## ENTRIES
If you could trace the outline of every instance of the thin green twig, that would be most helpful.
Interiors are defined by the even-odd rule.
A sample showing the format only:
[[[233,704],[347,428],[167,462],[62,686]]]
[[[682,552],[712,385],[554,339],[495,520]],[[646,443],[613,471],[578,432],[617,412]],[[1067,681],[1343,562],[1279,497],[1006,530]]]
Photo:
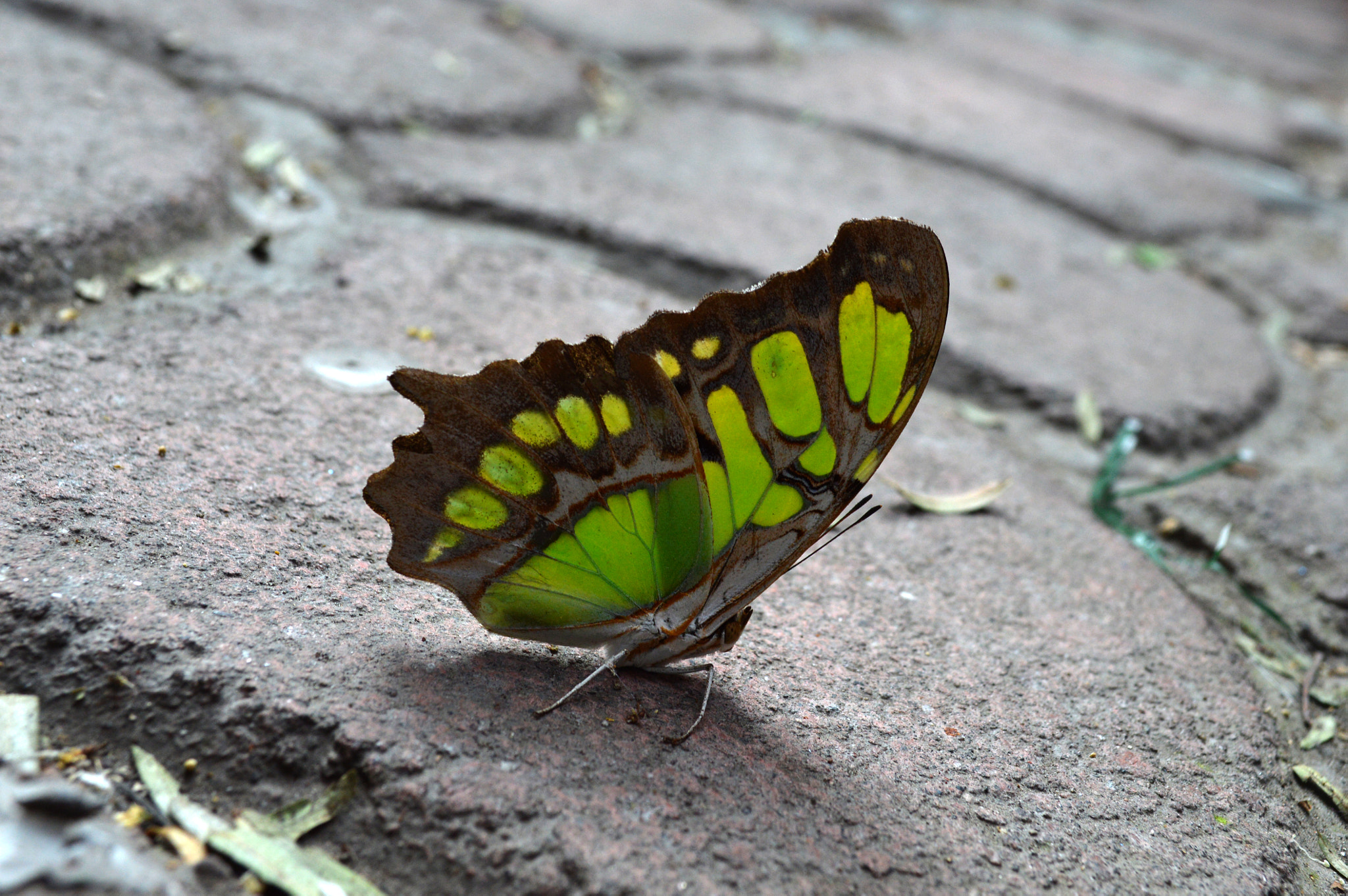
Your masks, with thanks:
[[[1165,546],[1161,544],[1161,542],[1158,542],[1151,532],[1139,530],[1135,525],[1128,525],[1124,520],[1123,508],[1119,507],[1119,501],[1127,497],[1136,497],[1139,494],[1150,494],[1153,492],[1171,489],[1186,482],[1193,482],[1204,476],[1212,476],[1213,473],[1219,473],[1232,463],[1244,459],[1244,454],[1240,451],[1228,454],[1227,457],[1212,461],[1211,463],[1204,463],[1202,466],[1189,470],[1188,473],[1182,473],[1151,485],[1116,489],[1115,484],[1123,473],[1124,461],[1127,461],[1128,455],[1138,447],[1138,433],[1140,431],[1142,423],[1135,418],[1126,419],[1123,426],[1119,427],[1113,441],[1109,443],[1109,450],[1104,455],[1104,462],[1100,463],[1100,473],[1096,474],[1095,482],[1091,485],[1091,511],[1100,519],[1101,523],[1127,538],[1134,547],[1146,554],[1147,559],[1155,563],[1162,571],[1166,573],[1166,575],[1175,578],[1174,570],[1171,570],[1170,565],[1166,563]],[[1273,621],[1278,622],[1278,625],[1283,629],[1291,632],[1291,627],[1285,618],[1282,618],[1278,610],[1268,606],[1263,598],[1246,587],[1244,582],[1237,579],[1235,573],[1219,561],[1223,548],[1227,547],[1227,539],[1229,535],[1231,527],[1228,525],[1221,531],[1221,538],[1217,539],[1217,546],[1212,551],[1212,556],[1208,558],[1208,562],[1204,563],[1204,569],[1213,570],[1228,577],[1247,601],[1258,606],[1260,612],[1263,612]]]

## BRIEF
Copy the records verbatim from their first line through the line that contains "[[[233,704],[347,428],[167,462],[62,686]]]", including both of those lines.

## SOLUTION BELOW
If you could trace the outline of every instance of the thin green twig, that would be most helpful.
Interiors are defined by the even-odd rule.
A sample showing the format only:
[[[233,704],[347,428],[167,462],[62,686]]]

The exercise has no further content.